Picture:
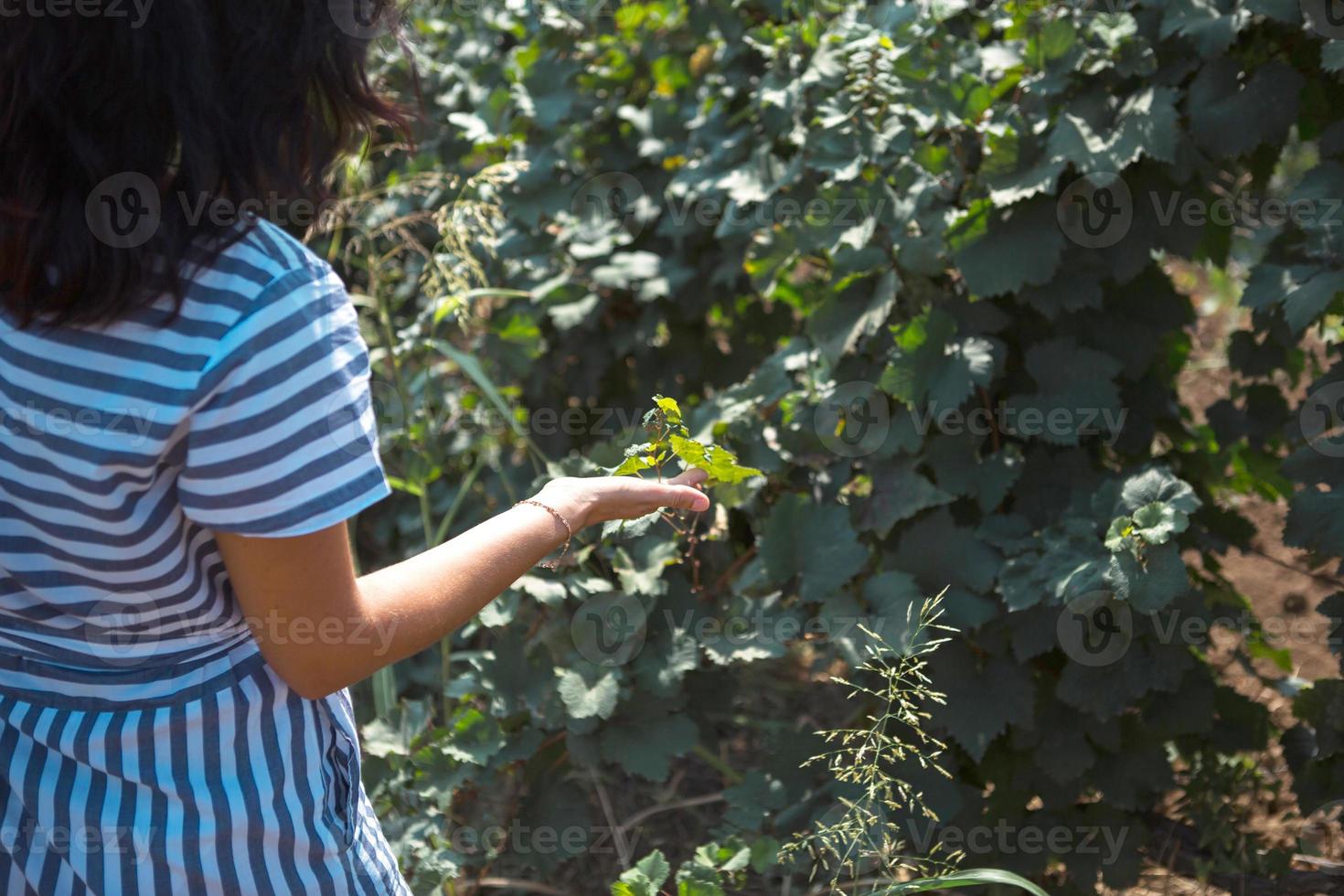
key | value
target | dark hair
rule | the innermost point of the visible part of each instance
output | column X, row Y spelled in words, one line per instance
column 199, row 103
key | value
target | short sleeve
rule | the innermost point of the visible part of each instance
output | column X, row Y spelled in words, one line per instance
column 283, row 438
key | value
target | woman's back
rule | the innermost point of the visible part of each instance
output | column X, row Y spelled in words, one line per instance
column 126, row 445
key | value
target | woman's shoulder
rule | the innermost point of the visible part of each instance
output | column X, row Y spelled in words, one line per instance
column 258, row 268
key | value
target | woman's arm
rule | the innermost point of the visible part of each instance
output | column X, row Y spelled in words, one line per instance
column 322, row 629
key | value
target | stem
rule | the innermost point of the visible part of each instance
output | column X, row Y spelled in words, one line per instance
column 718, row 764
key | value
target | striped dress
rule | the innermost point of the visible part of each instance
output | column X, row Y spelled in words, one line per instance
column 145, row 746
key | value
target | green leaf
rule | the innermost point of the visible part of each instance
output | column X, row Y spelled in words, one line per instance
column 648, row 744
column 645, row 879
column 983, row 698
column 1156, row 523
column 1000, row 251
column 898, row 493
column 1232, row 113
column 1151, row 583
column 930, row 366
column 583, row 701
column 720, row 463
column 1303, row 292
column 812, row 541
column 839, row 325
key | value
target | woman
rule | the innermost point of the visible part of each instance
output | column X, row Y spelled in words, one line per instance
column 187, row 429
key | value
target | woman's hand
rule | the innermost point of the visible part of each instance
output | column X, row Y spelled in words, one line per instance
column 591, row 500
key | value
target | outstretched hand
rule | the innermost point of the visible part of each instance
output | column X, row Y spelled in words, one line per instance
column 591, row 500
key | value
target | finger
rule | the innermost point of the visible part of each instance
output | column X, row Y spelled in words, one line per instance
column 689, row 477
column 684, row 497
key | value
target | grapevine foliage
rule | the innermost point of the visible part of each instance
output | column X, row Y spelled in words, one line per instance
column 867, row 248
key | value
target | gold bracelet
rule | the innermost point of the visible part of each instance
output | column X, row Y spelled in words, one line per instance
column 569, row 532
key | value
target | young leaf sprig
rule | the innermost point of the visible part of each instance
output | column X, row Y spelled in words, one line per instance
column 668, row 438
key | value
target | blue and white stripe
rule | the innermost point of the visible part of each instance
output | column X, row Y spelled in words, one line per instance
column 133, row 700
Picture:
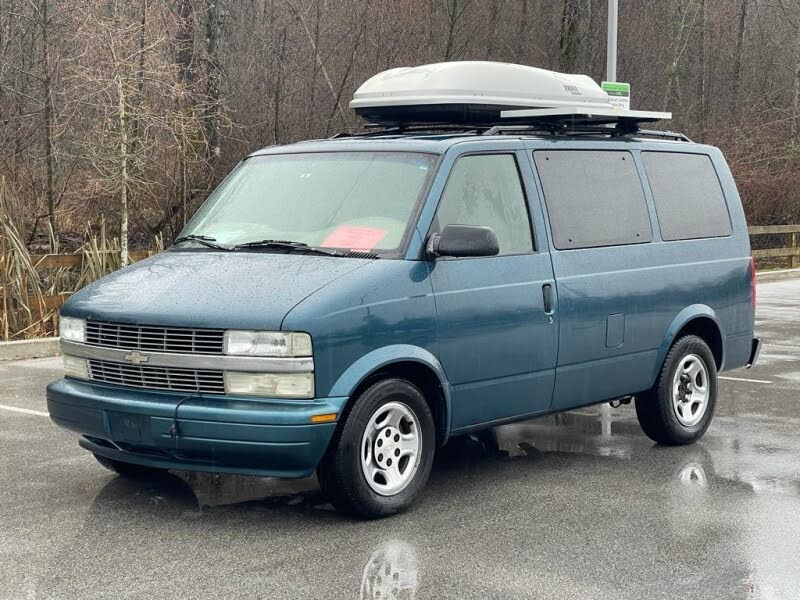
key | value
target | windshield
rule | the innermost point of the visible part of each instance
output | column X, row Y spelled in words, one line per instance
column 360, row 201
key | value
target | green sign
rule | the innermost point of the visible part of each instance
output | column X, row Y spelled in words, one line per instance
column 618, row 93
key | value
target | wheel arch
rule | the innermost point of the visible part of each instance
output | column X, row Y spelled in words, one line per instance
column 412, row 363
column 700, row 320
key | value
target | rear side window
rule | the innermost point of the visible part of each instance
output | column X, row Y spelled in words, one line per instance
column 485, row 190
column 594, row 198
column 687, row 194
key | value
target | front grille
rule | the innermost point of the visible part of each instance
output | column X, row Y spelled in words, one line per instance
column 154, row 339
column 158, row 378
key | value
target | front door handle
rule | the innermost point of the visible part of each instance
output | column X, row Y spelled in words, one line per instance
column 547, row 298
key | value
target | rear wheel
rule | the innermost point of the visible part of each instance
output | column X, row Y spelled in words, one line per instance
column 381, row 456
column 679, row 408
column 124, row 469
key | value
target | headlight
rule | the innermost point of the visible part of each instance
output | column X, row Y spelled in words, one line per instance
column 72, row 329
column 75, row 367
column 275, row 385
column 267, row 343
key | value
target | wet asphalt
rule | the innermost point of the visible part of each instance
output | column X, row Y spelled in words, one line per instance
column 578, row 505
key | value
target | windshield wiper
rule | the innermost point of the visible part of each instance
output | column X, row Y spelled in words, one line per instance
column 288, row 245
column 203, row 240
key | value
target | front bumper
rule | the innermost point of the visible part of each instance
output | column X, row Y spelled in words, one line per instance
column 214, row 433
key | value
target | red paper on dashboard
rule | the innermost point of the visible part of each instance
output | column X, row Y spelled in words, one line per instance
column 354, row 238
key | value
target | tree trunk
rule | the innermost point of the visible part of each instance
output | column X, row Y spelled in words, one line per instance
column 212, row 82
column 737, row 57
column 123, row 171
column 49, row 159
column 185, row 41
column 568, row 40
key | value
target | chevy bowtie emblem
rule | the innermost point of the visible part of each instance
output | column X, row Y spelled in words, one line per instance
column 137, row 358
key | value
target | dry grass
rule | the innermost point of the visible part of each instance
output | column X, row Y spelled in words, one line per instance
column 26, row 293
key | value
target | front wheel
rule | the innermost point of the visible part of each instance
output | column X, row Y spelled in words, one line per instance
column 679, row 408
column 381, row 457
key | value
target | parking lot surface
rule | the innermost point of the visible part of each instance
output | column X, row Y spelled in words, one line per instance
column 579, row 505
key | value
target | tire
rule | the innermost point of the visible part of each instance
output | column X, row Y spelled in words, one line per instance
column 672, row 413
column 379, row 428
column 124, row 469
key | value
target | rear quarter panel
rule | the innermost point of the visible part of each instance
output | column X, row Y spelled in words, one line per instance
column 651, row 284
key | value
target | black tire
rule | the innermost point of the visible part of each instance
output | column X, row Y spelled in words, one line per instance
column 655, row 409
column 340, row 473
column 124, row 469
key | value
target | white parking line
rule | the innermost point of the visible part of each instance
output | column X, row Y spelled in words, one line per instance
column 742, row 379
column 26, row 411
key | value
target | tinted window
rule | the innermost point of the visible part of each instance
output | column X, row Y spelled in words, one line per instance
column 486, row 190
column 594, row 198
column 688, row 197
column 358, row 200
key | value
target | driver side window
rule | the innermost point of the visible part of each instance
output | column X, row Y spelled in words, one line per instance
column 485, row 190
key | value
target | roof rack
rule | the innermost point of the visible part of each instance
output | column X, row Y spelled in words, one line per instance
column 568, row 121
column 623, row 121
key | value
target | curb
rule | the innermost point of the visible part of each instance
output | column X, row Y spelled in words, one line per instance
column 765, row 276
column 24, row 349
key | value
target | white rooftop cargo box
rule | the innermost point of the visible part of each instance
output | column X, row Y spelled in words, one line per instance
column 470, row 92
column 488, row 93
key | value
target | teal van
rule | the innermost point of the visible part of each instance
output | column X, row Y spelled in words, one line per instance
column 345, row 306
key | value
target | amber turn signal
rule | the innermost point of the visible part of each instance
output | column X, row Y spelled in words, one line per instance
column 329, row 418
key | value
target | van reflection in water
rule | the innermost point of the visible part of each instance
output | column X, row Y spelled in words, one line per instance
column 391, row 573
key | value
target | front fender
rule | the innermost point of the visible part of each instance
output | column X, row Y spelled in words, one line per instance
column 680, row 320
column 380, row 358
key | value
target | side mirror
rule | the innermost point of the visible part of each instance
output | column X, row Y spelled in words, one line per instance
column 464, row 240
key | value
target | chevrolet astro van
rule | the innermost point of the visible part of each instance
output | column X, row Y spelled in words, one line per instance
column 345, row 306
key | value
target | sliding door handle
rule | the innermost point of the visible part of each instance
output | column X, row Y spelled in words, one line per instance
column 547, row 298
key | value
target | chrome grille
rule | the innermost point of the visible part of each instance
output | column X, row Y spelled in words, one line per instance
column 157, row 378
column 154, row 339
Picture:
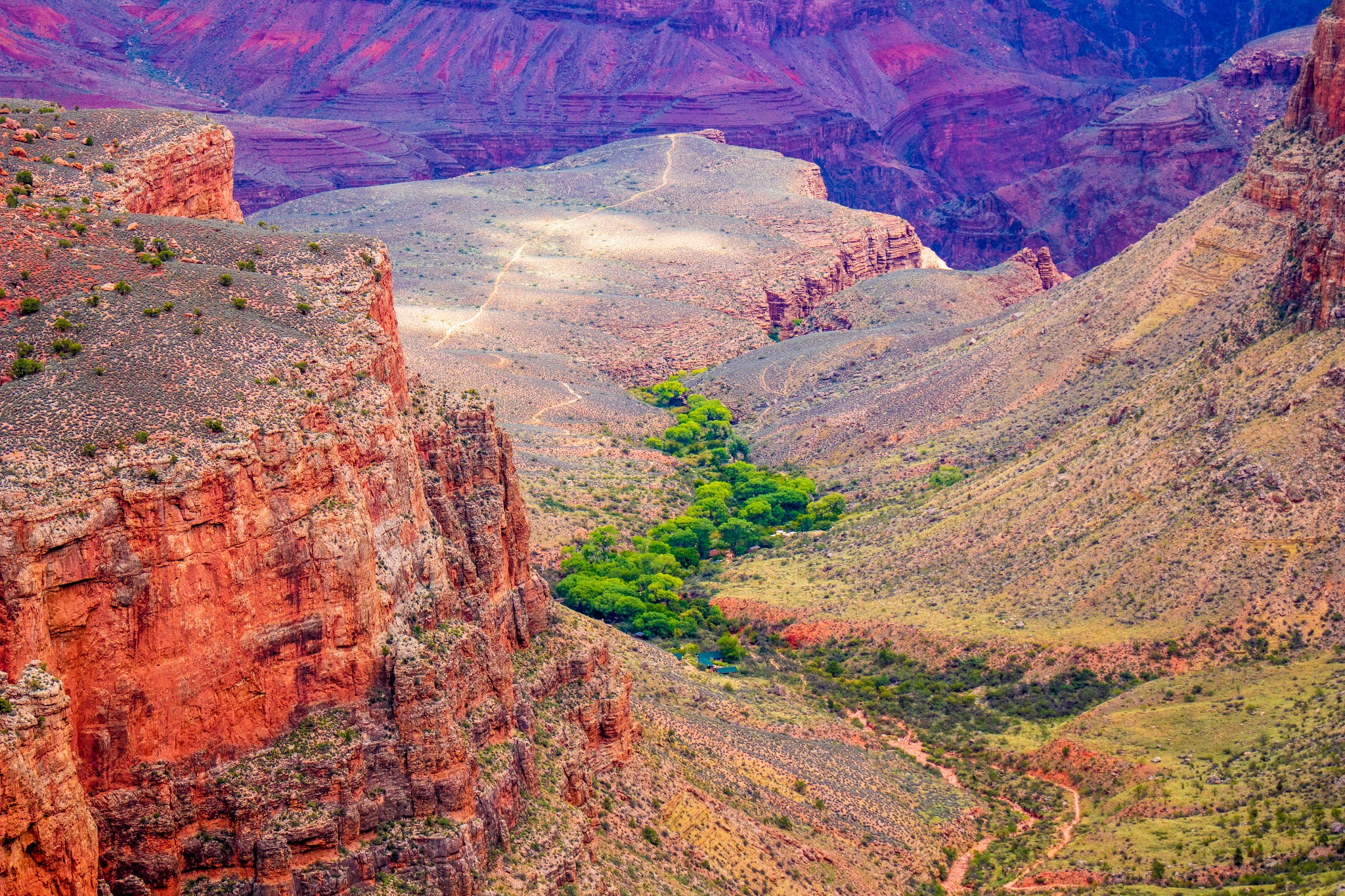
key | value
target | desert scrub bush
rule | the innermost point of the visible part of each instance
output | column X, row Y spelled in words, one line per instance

══════════

REQUEST
Show every line of the listing above that contains the word "window".

THE REPLY
target | rear side window
target | tinted window
target | driver side window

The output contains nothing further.